#### Data shown
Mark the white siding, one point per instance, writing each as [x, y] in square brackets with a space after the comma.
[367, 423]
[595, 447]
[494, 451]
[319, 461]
########
[Direction]:
Format the listing above as a Markdown table with two columns, Row and Line, numbering each line in order and leaving out blank lines.

[Complete output]:
| Row | Line |
|---|---|
| 1 | Mark the white siding, one point per instance, writing each as [x, y] in square brackets with a space after the comma. |
| 2 | [367, 423] |
| 3 | [595, 447] |
| 4 | [494, 451] |
| 5 | [319, 461] |